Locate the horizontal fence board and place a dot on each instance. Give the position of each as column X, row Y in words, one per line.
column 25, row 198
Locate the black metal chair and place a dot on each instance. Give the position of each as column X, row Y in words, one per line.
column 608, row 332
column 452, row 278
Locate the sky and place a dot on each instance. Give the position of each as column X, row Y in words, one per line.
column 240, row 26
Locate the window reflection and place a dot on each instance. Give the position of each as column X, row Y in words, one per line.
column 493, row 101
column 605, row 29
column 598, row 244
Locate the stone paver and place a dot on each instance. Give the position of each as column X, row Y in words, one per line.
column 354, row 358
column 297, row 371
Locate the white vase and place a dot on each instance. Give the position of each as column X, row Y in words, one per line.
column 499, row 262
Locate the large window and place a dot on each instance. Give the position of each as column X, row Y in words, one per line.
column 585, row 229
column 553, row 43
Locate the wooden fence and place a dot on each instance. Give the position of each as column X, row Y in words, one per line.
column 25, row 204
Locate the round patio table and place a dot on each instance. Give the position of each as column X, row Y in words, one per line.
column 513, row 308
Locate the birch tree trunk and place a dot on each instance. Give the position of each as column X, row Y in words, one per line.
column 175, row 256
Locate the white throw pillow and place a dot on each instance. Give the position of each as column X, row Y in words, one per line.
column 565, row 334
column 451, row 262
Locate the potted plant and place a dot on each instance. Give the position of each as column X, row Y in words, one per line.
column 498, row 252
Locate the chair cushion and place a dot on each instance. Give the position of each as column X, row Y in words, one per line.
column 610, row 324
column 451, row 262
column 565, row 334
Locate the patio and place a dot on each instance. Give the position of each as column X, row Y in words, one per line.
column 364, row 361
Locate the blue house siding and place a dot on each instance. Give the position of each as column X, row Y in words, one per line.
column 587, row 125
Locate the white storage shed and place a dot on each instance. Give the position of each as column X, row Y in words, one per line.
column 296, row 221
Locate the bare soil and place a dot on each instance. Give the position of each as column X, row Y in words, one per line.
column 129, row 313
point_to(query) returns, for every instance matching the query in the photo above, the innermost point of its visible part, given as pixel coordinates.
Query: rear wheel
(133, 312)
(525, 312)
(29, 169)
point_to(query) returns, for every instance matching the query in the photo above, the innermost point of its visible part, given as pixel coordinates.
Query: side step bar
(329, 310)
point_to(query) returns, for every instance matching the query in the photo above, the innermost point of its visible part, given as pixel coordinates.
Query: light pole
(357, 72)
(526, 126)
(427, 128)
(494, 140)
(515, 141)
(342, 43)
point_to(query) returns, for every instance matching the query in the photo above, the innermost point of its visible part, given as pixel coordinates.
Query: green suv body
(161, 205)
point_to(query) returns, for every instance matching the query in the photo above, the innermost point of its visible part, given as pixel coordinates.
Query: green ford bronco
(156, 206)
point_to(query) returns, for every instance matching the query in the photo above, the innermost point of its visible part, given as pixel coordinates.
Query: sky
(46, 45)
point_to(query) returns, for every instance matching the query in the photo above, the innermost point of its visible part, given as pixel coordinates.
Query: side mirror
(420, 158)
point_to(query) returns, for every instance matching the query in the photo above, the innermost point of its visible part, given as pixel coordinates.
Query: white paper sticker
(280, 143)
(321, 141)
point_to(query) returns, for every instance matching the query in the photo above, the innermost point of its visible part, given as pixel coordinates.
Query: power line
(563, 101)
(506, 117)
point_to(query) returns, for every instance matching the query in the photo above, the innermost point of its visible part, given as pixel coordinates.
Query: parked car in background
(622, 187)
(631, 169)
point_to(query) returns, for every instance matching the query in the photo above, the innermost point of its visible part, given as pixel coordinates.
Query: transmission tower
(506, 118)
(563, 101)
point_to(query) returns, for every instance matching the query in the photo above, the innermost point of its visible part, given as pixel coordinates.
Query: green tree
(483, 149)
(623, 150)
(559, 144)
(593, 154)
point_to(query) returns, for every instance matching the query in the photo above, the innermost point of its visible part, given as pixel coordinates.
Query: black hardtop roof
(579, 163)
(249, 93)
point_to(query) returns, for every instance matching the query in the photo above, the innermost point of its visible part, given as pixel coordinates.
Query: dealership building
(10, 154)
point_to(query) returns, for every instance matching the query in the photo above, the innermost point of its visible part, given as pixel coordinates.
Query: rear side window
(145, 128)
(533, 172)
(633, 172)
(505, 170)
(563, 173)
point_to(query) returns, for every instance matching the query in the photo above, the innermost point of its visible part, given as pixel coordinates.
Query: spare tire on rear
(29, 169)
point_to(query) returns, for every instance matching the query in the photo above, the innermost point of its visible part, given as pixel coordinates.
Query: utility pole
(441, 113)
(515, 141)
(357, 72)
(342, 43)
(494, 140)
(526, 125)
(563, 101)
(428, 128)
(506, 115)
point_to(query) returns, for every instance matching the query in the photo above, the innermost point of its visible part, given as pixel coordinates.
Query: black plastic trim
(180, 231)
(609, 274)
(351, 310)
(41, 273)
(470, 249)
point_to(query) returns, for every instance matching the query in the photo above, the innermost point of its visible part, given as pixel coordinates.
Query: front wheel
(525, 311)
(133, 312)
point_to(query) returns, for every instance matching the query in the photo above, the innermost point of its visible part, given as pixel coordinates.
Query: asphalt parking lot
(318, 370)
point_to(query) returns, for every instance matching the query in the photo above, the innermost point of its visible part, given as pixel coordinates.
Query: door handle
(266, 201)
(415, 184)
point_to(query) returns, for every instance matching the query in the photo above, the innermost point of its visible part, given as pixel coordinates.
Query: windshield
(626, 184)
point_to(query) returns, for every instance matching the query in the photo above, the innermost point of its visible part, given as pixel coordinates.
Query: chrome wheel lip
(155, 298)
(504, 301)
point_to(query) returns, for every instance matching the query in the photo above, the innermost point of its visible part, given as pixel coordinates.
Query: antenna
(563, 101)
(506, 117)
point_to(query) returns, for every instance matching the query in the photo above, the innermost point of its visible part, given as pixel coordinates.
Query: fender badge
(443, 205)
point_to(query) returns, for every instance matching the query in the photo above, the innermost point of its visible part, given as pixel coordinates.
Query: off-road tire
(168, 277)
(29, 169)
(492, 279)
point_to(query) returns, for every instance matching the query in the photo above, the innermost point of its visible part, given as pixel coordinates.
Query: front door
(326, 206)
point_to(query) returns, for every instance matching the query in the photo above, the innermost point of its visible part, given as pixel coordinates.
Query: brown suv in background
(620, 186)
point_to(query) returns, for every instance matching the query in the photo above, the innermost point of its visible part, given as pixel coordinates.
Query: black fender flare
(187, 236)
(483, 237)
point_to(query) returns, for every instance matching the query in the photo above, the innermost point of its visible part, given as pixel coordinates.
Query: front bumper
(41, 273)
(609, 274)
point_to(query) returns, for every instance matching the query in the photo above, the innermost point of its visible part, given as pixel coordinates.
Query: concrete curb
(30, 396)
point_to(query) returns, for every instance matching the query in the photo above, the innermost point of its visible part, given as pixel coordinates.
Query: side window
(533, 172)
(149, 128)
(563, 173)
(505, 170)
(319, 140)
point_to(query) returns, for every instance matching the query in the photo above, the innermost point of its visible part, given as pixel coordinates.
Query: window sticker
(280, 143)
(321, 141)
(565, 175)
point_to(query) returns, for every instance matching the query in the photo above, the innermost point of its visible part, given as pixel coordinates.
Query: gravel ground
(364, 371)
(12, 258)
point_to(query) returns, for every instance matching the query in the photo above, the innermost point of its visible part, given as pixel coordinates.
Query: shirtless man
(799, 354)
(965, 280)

= Exercise description =
Retype the entries above. Match them exactly.

= Result below =
Locate the horizontal fence board and place a dot on each instance. Give the position of each as column X, row Y in words, one per line.
column 25, row 198
Locate the black metal chair and place a dot on each instance. Give the position of each as column X, row Y in words, one per line.
column 608, row 332
column 452, row 278
Locate the sky and place a dot on each instance. Give the position of each as column X, row Y in words, one per line.
column 240, row 26
Locate the window reflection and place a dot on each instance. Give the position of each as column X, row Y in words, one per line.
column 493, row 101
column 605, row 29
column 598, row 244
Locate the stone paver and place a dot on each instance. Give the position of each as column X, row Y in words, one per line.
column 354, row 358
column 297, row 371
Locate the white vase and place a dot on each instance. Give the position of each as column X, row Y in words, one per line.
column 499, row 262
Locate the large window and place a dot on each instance. Give the position of each as column X, row Y in words, one per line.
column 585, row 229
column 553, row 43
Locate the wooden fence and place a dot on each instance. Give the position of each as column X, row Y in words, one per line.
column 25, row 204
Locate the round patio table and place a dot on each instance. Give the position of each as column X, row Y in words, one per line.
column 513, row 308
Locate the birch tree trunk and place a dot on each instance. Give the position of each as column X, row Y in words, one per line.
column 175, row 256
Locate the white throw pillow and place a dot on each instance. Give the position of each as column X, row Y in words, one per line.
column 565, row 334
column 451, row 262
Locate the potted plant and place a dot on each instance. Give the position of each as column X, row Y in words, one per line.
column 498, row 252
Locate the chair cushion and place a dot on each instance. Give the position of each as column X, row Y in words, one per line.
column 610, row 324
column 451, row 262
column 565, row 334
Locate the patio and place a dot on each instance. Give the position of each as column X, row Y in words, one per line.
column 364, row 361
Locate the blue house siding and place a dot on each instance. Give the position of each as column X, row Y in words, one per line.
column 587, row 125
Locate the white storage shed and place a dot on each instance. Give the position of each as column X, row Y in words, one per line.
column 296, row 221
Locate the bare soil and place a dot on each instance. Give the position of each as column X, row Y in words, one per line.
column 129, row 313
point_to(query) returns, for every instance matching the query in the photo above, the innermost point of its visible part, given as pixel coordinates.
Query: rear wheel
(133, 312)
(525, 312)
(29, 169)
point_to(query) returns, for every instance matching the query in the photo above, the innermost point of its visible part, given as pixel coordinates.
Query: side step bar
(329, 310)
point_to(query) returns, for every instance matching the query in the photo above, the innermost point of its visible part, given as pixel coordinates.
Query: light pole
(357, 72)
(526, 126)
(427, 128)
(494, 140)
(515, 141)
(342, 43)
point_to(query) returns, for every instance matching the query in the photo above, the innermost point of its visible part, given as pixel coordinates.
Query: green suv body
(161, 205)
point_to(query) returns, for every instance matching the query in the photo above, the innermost point of its visible part, given as pixel coordinates.
Query: green ford bronco
(156, 206)
point_to(query) returns, for every instance matching the query in the photo above, the innermost point of its visible part, given as pixel coordinates.
Query: sky
(46, 45)
point_to(query) returns, for every instance matching the query in the photo above, the innermost point of its visible part, given as pixel coordinates.
Query: side mirror
(420, 158)
point_to(query) returns, for every instance matching the query in the photo above, the innermost point of its visible part, given as pixel coordinates.
Query: white paper sticker
(280, 143)
(321, 141)
point_to(query) returns, for every instance matching the query in the photo above, the innermost point of its visible part, given as pixel coordinates.
Query: power line
(563, 101)
(506, 117)
point_to(query) returns, for every instance matching the query in the photo above, the innermost point of its visible part, given as pixel coordinates.
Query: parked car in background
(622, 187)
(631, 169)
point_to(query) returns, for every instance matching the query in the photo above, the innermost point of its visible part, given as pixel coordinates.
Query: transmission tower
(506, 118)
(563, 101)
point_to(query) returns, for every instance matching the query in the photo above, the innermost point of its visible part, given as pixel coordinates.
Query: green tree
(483, 149)
(623, 150)
(559, 144)
(593, 154)
point_to(query) returns, for every instance matching the query in the photo above, the innermost point of its visible part, given as pixel coordinates.
Query: black hardtop roof
(579, 163)
(249, 93)
point_to(query) returns, for every instance matching the query in the photo above, the innermost point of its visible part, given as pixel coordinates.
Query: dealership building
(10, 154)
point_to(query) returns, for every instance matching the query in the photo above, the innermost point of its visible part, given as pixel coordinates.
Query: rear side window
(145, 128)
(533, 172)
(633, 172)
(505, 170)
(563, 173)
point_to(query) returns, for every instance matching the query in the photo above, the innermost point of its visible part, given as pixel coordinates.
Query: spare tire on rear
(29, 169)
point_to(query) returns, for every instance matching the query in the photo above, the innermost point of its visible part, given as pixel coordinates.
Query: utility pole
(441, 113)
(515, 141)
(357, 72)
(342, 43)
(494, 140)
(526, 125)
(563, 101)
(428, 128)
(506, 115)
point_to(query) returns, for every instance matching the query in the photo above, the innermost point of its visible part, given as pixel coordinates.
Query: black plastic trim
(180, 231)
(609, 274)
(351, 310)
(41, 273)
(470, 249)
point_to(query) returns, for every instance matching the query in the photo above, the innermost point of its visible part, given as pixel coordinates.
Query: front wheel
(525, 311)
(133, 312)
point_to(query) returns, for every instance matching the query in the photo above, the innermost point of its visible part, given as pixel coordinates.
Query: asphalt parking lot
(318, 370)
point_to(query) returns, for every instance matching the query in the photo above, the innermost point of its visible part, given as pixel coordinates.
Query: door handle
(266, 201)
(415, 184)
point_to(query) returns, for every instance matching the query in the photo above, the innermost point of its visible part, given as pixel coordinates.
Query: windshield
(626, 184)
point_to(query) returns, for every instance matching the query in the photo above, the innermost point of its visible part, given as pixel coordinates.
Query: chrome wheel lip
(155, 298)
(504, 301)
point_to(query) returns, for every instance matching the query in the photo above, the innermost point of its visible part, given as pixel coordinates.
Query: antenna
(563, 101)
(506, 117)
point_to(query) returns, for every instance matching the query in the photo above, the innermost point of its visible part, given as pixel coordinates.
Query: fender badge
(443, 205)
point_to(query) returns, for every instance matching the query in the photo above, the innermost point of its visible part, given as pixel coordinates.
Query: off-road tire
(168, 277)
(29, 169)
(492, 279)
point_to(query) returns, for every instance matching the query in the photo above, the innermost point of its visible part, given as pixel coordinates.
Query: front door
(326, 206)
point_to(query) returns, for every instance matching the query in the photo above, the innermost point of its visible part, given as pixel coordinates.
Query: brown suv in background
(620, 186)
point_to(query) returns, for every instance matching the query in the photo above, the innermost point of its visible part, given as pixel coordinates.
Query: black fender flare
(187, 236)
(483, 237)
point_to(query) returns, for every instance matching the query in the photo above, the innermost point of its visible part, given as pixel coordinates.
Query: front bumper
(41, 273)
(609, 274)
point_to(query) returns, for every instance matching the query in the photo above, the innermost point of its visible part, given as pixel coordinates.
Query: concrete curb
(30, 396)
point_to(query) returns, for every instance matching the query in the photo above, the innermost point of its visible part, given as pixel coordinates.
Query: side window
(533, 172)
(149, 128)
(563, 173)
(505, 170)
(319, 140)
point_to(query) returns, for every instance matching the query in the photo above, the innermost point of its visible part, given as pixel coordinates.
Query: window sticker
(280, 143)
(321, 141)
(565, 175)
point_to(query) returns, for every instance matching the query in the photo above, the innermost point of its visible part, given as pixel coordinates.
Query: gravel ground
(364, 371)
(12, 258)
point_to(query) returns, for every instance matching the query in the photo above, the innermost point of its visible part, given as pixel coordinates.
Query: shirtless man
(799, 354)
(965, 280)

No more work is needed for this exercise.